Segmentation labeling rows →
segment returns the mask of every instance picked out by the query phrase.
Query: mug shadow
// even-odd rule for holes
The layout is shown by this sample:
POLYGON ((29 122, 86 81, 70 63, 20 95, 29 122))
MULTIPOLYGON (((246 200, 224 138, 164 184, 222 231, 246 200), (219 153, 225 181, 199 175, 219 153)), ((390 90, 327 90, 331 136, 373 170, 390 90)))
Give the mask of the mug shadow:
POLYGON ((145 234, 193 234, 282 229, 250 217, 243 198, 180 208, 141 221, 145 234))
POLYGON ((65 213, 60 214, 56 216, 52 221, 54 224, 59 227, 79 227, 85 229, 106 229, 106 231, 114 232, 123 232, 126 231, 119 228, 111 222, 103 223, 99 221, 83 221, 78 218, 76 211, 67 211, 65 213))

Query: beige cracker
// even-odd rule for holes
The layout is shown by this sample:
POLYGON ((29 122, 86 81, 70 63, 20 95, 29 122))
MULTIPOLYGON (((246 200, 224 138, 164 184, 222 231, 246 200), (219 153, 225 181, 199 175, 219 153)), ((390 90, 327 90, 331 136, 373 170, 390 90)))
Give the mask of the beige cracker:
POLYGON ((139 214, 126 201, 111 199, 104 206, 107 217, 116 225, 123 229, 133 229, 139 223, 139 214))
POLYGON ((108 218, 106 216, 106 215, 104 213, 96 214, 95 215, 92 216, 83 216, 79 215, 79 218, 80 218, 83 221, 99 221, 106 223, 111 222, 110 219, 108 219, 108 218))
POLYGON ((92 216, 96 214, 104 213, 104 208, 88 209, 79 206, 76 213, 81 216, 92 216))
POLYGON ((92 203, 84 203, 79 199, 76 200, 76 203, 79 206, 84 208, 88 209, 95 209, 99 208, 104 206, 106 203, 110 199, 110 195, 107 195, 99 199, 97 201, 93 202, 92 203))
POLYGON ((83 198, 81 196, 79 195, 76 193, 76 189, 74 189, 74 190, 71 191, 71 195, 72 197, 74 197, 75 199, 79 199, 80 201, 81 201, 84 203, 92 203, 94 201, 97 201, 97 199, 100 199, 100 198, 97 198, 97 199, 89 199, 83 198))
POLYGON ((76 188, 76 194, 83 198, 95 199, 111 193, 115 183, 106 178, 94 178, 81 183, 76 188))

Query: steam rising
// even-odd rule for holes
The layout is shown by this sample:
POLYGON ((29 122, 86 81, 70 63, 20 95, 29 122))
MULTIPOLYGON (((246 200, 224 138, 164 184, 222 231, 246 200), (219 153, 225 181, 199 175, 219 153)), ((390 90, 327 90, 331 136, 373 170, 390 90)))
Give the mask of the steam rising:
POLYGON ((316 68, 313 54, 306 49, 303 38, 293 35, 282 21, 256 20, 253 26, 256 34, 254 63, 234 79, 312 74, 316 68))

TASK GOAL →
Pull out every one of the rows above and reproduce each line verbatim, changing nothing.

RESPONSE TO THIS TASK →
segment returns the mask of every instance picked out by the query phrase.
Query: mug shadow
// even-odd rule for holes
The layout is shown by this sample:
POLYGON ((29 122, 86 81, 70 63, 20 95, 29 122))
MULTIPOLYGON (((246 200, 224 138, 164 184, 222 231, 246 200), (219 153, 225 181, 199 175, 219 153)), ((390 90, 327 90, 331 136, 373 170, 390 90)))
Give the mask of the mug shadow:
POLYGON ((145 234, 193 234, 282 229, 250 217, 243 198, 180 208, 141 221, 145 234))
POLYGON ((65 213, 60 214, 56 216, 52 221, 54 224, 59 227, 79 227, 85 229, 106 229, 106 231, 114 232, 123 232, 126 231, 119 228, 111 222, 103 223, 99 221, 83 221, 78 218, 76 211, 67 211, 65 213))

Query: beige cracker
// even-odd rule for holes
The layout is shown by this sample:
POLYGON ((29 122, 86 81, 70 63, 20 95, 29 122))
MULTIPOLYGON (((246 200, 224 138, 164 184, 222 231, 246 200), (219 153, 225 181, 199 175, 219 153)), ((390 90, 327 90, 331 136, 373 170, 390 90)))
Give the mask of the beige cracker:
POLYGON ((139 214, 126 201, 111 199, 104 206, 107 217, 116 225, 123 229, 133 229, 139 223, 139 214))
POLYGON ((108 218, 106 216, 106 215, 104 213, 96 214, 95 215, 92 216, 83 216, 79 215, 79 218, 80 218, 83 221, 99 221, 106 223, 111 222, 110 219, 108 219, 108 218))
POLYGON ((92 216, 96 214, 104 213, 104 208, 88 209, 79 206, 76 213, 81 216, 92 216))
POLYGON ((92 203, 84 203, 79 199, 76 200, 76 203, 79 206, 84 208, 88 209, 95 209, 99 208, 104 206, 106 203, 110 199, 110 195, 107 195, 99 199, 97 201, 93 202, 92 203))
POLYGON ((83 198, 81 196, 79 195, 76 193, 76 189, 74 189, 74 190, 71 191, 71 195, 72 197, 74 197, 75 199, 79 199, 80 201, 81 201, 84 203, 92 203, 94 201, 97 201, 97 199, 100 199, 100 198, 97 198, 97 199, 89 199, 83 198))
POLYGON ((76 188, 76 194, 83 198, 95 199, 111 193, 115 183, 106 178, 94 178, 81 183, 76 188))

Query: steam rising
// even-odd rule for holes
The layout is shown by this sample:
POLYGON ((29 122, 86 81, 70 63, 20 95, 29 122))
MULTIPOLYGON (((246 200, 224 138, 164 184, 222 231, 246 200), (219 153, 225 181, 199 175, 219 153)), ((390 90, 327 90, 331 136, 373 170, 390 90)))
Give the mask of the steam rising:
POLYGON ((316 68, 313 54, 306 49, 303 38, 293 35, 282 21, 256 20, 253 26, 256 34, 254 63, 234 79, 312 74, 316 68))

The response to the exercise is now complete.